§ **Exercise requirements**: All of the records listed below should be retyped exactly.

## Begin

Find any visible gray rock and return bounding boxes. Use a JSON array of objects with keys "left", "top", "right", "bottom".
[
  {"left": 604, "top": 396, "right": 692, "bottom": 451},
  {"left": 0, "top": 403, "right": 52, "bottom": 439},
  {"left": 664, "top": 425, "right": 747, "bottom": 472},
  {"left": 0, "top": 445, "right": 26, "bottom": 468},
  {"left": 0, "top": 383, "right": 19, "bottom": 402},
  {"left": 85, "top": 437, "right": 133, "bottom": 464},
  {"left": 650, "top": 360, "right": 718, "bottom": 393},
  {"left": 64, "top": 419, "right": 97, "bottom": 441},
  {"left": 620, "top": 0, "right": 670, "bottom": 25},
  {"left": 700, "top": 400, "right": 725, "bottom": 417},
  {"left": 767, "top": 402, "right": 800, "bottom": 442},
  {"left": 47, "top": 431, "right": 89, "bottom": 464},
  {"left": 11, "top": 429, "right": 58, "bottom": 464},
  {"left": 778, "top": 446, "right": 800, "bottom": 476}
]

## End

§ **Problem solution**:
Find any visible gray rock and return bounding boxes. Use a JSON array of objects with keys "left", "top", "right", "bottom".
[
  {"left": 604, "top": 396, "right": 692, "bottom": 451},
  {"left": 0, "top": 403, "right": 52, "bottom": 439},
  {"left": 664, "top": 425, "right": 747, "bottom": 472},
  {"left": 0, "top": 445, "right": 26, "bottom": 468},
  {"left": 0, "top": 383, "right": 19, "bottom": 402},
  {"left": 85, "top": 437, "right": 133, "bottom": 464},
  {"left": 650, "top": 360, "right": 718, "bottom": 393},
  {"left": 64, "top": 419, "right": 97, "bottom": 441},
  {"left": 620, "top": 0, "right": 670, "bottom": 25},
  {"left": 700, "top": 400, "right": 725, "bottom": 417},
  {"left": 767, "top": 402, "right": 800, "bottom": 442},
  {"left": 47, "top": 431, "right": 89, "bottom": 464},
  {"left": 11, "top": 429, "right": 58, "bottom": 464},
  {"left": 778, "top": 446, "right": 800, "bottom": 476}
]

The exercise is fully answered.